§ EXCERPT PROVIDED:
----------------

Train a multi-layer perceptron (MLP) model

In this notebook, we are going to use PySINGA to train a MLP model for classifying 2-d points into two categories (i.e., positive and negative). We use this example to illustrate the usage of PySINGA's modules. Please refer to the documentation page for the functions of each module.


In [1]:
from __future__ import print_function
from builtins import range

import numpy as np
import matplotlib.pyplot as plt
%matplotlib inline

To import PySINGA modules


In [2]:
from singa import tensor
from singa import optimizer
from singa import loss
from singa import layer
#from singa.proto import model_pb2

Task is to train a MLP model to classify 2-d points into the positive and negative categories.

Training data generation

The following steps would be conducted to generate the training data.

  1. draw a boundary line in the 2-d space
  2. generate data points in the 2-dspace
  3. label the data points above the boundary line as positive points, and label other points as negative points.

We draw the boundary line as $y=5x+1$


In [3]:
# generate the boundary
f = lambda x: (5 * x + 1)
bd_x = np.linspace(-1., 1, 200)
bd_y = f(bd_x)

We generate the datapoints by adding a random noise to the data points on the boundary line


In [4]:
# generate the training data
x = np.random.uniform(-1, 1, 400)
y = f(x) + 2 * np.random.randn(len(x))

We label the data points above the boundary line as positive points with label 1 and other data points with label 0 (negative).


In [5]:
# convert training data to 2d space
label = np.asarray([5 * a + 1 > b for (a, b) in zip(x, y)])
data = np.array([[a,b] for (a, b) in zip(x, y)], dtype=np.float32)

plt.plot(bd_x, bd_y, 'k', label = 'boundary')
plt.plot(x[label], y[label], 'ro', ms=7)
plt.plot(x[~label], y[~label], 'bo', ms=7)
plt.legend(loc='best')
plt.show()


Create the MLP model

  1. We will create a MLP by with one dense layer (i.e. fully connected layer).
  2. We use the Softmax function to get compute the probability of each category for every data point.
  3. We use the cross-entropy as the loss function.
  4. We initialize the weight matrix following guassian distribution (mean=0, std=0.1), and set the bias to 0.
  5. We creat a SGD updater to update the model parameters.

2 and 3 are combined by the SoftmaxCrossEntropy.


In [6]:
# create layers
layer.engine = 'singacpp'
dense = layer.Dense('dense', 2, input_sample_shape=(2,))

----------------

§ PROVIDED MATERIAL:
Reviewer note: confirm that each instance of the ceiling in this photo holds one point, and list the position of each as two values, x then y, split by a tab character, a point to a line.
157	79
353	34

----------------

§ GOAL: In the PySINGA notebook, what mean and standard deviation are used to set up the weight matrix, and what is the bias set to?

§ EXERCISE RESULT: The weights use a mean of 0 and a standard deviation of 0.1, and the bias is set to 0.